An attack on decades of historical scholarship

The Trump administration’s “1776 Report” has historians running out of red ink.

“It’s a hack job. It’s not a work of history,” American Historical Association executive director James Grossman told The Washington Post. “It’s a work of contentious politics designed to stoke culture wars.”

…The 45-page report is largely an attack on decades of historical scholarship, particularly when it comes to the nation’s 400-year-old legacy of slavery, and most of those listed as authors lack any credentials as historians. While claiming to present a nonpartisan history, it compares progressivism to fascism and claims the civil rights movement devolved into “preferential” identity politics “not unlike those advanced by [slavery defender John C.] Calhoun and his followers.”

“I don’t know where to begin,” said public historian Alexis Coe. “This ‘report’ lacks citations or any indication books were consulted, which explains why it’s riddled in errors, distortions, and outright lies.”

» **ROWS**:

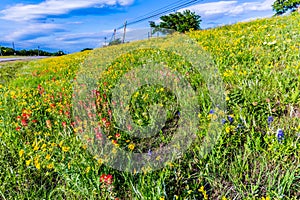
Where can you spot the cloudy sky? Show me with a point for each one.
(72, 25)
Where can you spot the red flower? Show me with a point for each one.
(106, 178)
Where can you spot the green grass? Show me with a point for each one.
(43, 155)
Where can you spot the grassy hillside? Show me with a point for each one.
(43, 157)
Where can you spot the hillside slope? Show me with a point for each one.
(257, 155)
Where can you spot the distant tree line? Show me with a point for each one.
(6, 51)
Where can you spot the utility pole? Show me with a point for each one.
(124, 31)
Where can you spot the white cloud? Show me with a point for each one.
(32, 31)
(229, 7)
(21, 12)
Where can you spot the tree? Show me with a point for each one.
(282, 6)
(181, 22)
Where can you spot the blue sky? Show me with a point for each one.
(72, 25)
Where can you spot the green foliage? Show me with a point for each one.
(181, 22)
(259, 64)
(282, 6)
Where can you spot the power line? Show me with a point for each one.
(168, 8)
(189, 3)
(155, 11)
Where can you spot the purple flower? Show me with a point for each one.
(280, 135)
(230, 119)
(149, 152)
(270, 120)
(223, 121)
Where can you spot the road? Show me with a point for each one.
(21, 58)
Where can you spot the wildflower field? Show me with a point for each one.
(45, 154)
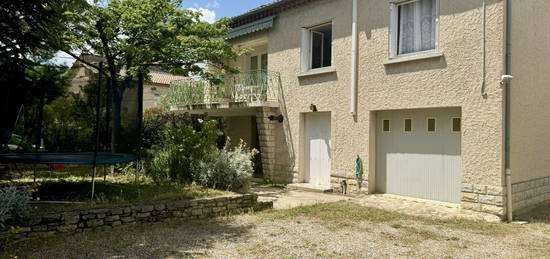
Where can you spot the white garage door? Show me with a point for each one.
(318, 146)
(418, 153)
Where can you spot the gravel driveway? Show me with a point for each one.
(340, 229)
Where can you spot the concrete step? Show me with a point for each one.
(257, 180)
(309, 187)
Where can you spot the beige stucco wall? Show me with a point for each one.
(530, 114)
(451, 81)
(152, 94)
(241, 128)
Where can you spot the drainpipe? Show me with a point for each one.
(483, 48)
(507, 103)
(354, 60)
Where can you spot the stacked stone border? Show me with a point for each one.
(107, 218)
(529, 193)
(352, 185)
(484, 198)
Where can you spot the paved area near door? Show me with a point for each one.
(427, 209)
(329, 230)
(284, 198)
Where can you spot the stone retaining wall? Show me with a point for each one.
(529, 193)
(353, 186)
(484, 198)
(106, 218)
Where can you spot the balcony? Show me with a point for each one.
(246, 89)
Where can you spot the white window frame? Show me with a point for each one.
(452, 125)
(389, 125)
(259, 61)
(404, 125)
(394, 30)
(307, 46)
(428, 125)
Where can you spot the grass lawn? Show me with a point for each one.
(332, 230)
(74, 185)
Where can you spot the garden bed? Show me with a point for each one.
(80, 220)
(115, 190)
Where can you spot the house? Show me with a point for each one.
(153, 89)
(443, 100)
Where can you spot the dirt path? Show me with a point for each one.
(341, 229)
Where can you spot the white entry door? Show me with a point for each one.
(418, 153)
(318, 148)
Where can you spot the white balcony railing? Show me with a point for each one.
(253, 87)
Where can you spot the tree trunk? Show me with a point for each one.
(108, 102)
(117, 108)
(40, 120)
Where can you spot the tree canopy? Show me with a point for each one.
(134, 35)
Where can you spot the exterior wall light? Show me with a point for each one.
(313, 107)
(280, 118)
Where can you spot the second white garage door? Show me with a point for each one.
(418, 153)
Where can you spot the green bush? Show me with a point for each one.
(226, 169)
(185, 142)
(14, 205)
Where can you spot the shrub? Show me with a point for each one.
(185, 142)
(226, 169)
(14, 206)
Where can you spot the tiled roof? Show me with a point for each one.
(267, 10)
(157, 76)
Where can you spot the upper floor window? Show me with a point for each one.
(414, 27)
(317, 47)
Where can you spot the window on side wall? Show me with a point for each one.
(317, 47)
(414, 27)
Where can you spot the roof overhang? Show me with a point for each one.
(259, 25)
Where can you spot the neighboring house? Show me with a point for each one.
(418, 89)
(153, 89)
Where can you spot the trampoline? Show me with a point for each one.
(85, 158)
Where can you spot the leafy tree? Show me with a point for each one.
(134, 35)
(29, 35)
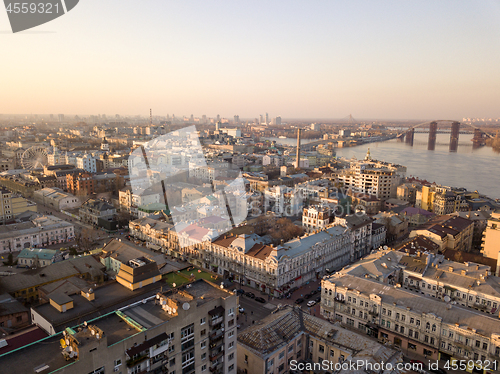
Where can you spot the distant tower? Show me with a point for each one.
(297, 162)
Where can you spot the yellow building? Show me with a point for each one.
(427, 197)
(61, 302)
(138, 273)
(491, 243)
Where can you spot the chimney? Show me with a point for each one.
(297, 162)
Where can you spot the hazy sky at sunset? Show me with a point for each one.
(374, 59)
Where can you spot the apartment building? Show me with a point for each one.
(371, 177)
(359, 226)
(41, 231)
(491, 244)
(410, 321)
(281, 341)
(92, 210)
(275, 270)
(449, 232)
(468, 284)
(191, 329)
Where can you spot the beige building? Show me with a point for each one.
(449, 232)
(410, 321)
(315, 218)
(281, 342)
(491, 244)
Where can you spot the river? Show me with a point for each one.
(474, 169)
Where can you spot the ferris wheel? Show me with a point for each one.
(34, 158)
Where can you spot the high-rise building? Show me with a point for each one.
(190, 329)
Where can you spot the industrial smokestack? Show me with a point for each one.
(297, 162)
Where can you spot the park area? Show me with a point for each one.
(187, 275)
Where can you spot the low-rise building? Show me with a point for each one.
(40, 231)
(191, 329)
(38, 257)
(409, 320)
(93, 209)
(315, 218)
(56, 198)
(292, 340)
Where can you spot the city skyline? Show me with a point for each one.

==

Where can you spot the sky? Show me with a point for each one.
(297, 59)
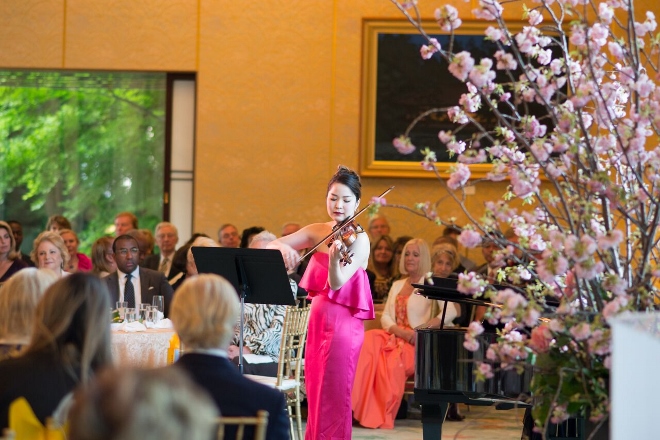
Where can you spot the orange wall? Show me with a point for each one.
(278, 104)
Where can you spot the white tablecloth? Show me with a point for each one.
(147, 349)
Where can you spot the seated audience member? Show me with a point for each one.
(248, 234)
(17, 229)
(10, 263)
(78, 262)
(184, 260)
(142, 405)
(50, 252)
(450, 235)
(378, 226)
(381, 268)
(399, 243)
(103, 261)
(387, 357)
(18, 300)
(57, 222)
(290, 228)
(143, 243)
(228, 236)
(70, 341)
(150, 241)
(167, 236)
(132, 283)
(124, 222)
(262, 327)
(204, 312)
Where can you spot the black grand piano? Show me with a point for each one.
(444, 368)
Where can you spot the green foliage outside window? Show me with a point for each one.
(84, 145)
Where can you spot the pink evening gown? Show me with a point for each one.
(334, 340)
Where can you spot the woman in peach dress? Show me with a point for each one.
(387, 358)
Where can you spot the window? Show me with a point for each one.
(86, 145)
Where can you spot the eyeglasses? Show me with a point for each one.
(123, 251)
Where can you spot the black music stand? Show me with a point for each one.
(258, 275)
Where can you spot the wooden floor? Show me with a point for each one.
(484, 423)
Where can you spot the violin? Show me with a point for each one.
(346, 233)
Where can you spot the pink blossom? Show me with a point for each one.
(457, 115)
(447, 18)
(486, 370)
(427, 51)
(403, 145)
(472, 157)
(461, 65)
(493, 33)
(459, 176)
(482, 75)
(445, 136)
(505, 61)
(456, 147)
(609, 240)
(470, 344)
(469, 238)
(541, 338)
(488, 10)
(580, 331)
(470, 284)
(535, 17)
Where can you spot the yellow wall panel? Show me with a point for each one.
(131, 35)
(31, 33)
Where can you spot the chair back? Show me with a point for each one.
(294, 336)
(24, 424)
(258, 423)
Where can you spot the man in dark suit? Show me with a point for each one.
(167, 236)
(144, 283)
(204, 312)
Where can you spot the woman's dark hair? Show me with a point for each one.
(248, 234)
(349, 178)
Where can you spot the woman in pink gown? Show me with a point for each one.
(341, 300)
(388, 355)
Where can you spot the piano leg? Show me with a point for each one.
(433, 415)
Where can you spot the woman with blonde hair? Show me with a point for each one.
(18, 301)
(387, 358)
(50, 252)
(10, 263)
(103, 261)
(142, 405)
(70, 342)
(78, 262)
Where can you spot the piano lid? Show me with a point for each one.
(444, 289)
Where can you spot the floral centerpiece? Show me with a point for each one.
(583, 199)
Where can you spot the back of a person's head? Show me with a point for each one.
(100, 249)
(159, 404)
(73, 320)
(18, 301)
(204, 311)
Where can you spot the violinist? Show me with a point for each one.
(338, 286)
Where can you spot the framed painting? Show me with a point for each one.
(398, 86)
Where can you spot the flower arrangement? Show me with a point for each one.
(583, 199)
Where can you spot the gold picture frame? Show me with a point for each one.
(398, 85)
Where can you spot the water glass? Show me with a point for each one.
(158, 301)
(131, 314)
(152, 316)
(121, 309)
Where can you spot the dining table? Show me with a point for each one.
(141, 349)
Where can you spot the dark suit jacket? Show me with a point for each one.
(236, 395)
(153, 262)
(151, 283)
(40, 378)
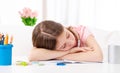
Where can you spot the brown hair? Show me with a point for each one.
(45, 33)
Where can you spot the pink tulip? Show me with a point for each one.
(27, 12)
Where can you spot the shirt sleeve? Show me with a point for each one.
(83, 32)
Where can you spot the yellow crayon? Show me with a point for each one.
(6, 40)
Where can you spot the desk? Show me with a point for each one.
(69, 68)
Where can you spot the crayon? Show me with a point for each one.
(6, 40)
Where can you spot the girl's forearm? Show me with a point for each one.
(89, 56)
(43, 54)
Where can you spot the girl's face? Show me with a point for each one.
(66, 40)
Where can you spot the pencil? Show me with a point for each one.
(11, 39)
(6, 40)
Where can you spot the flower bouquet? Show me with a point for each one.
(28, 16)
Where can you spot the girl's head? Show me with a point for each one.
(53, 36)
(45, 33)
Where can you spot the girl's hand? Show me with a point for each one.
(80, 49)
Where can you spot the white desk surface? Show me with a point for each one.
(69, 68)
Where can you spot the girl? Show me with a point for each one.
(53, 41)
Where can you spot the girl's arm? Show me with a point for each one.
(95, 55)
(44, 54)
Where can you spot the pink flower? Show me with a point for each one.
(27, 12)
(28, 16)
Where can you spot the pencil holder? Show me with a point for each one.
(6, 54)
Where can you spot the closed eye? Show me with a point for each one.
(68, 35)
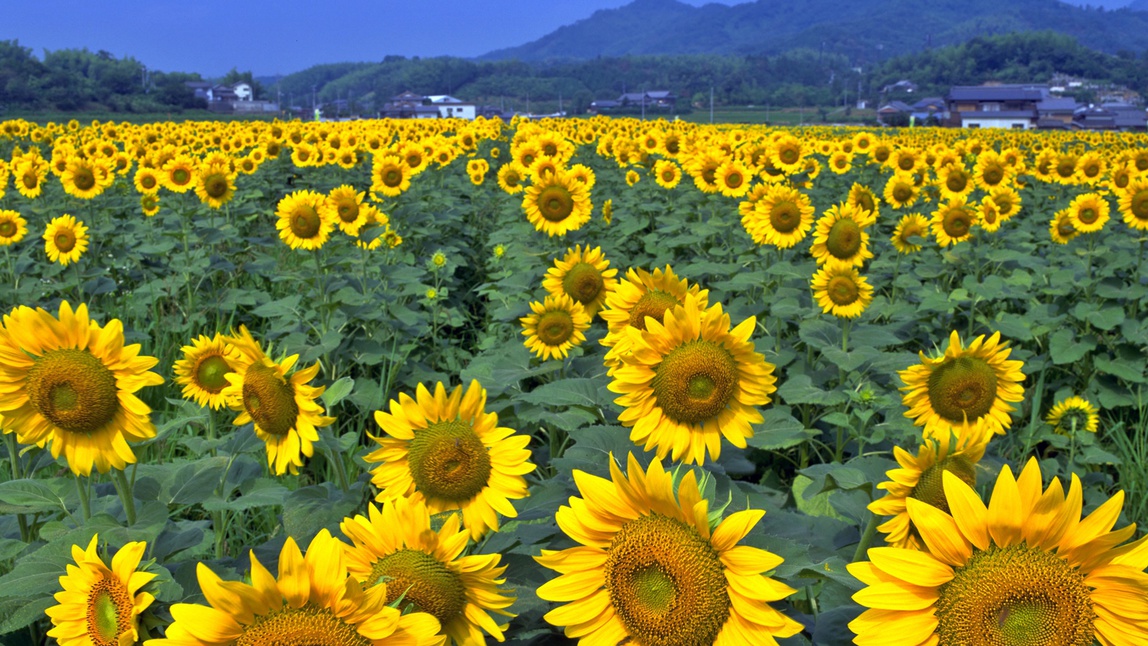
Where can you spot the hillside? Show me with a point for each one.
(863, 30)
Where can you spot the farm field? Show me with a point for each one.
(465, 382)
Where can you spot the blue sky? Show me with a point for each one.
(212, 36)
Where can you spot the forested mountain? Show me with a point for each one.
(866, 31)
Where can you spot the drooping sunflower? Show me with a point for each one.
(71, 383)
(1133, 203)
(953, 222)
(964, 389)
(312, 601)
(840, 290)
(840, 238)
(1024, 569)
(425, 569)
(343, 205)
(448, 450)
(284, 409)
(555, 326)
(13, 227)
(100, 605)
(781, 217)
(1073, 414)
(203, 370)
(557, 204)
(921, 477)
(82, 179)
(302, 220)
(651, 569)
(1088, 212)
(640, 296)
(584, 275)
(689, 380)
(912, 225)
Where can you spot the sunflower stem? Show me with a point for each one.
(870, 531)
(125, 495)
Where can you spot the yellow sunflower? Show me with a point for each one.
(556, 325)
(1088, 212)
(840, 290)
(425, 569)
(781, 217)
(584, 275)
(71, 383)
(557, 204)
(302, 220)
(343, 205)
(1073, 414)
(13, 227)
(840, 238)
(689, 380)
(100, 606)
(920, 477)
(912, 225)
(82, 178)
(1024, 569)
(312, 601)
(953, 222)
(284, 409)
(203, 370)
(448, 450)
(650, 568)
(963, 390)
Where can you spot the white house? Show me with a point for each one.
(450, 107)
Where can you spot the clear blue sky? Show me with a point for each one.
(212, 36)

» **EXERCISE DIRECTIONS**: Reproduce the passage on historians' criticism of the "1776 Report" word for word, from its headline through the final quotation.

» **EXERCISE ANSWER**:
An attack on decades of historical scholarship

The Trump administration’s “1776 Report” has historians running out of red ink.

“It’s a hack job. It’s not a work of history,” American Historical Association executive director James Grossman told The Washington Post. “It’s a work of contentious politics designed to stoke culture wars.”

…The 45-page report is largely an attack on decades of historical scholarship, particularly when it comes to the nation’s 400-year-old legacy of slavery, and most of those listed as authors lack any credentials as historians. While claiming to present a nonpartisan history, it compares progressivism to fascism and claims the civil rights movement devolved into “preferential” identity politics “not unlike those advanced by [slavery defender John C.] Calhoun and his followers.”

“I don’t know where to begin,” said public historian Alexis Coe. “This ‘report’ lacks citations or any indication books were consulted, which explains why it’s riddled in errors, distortions, and outright lies.”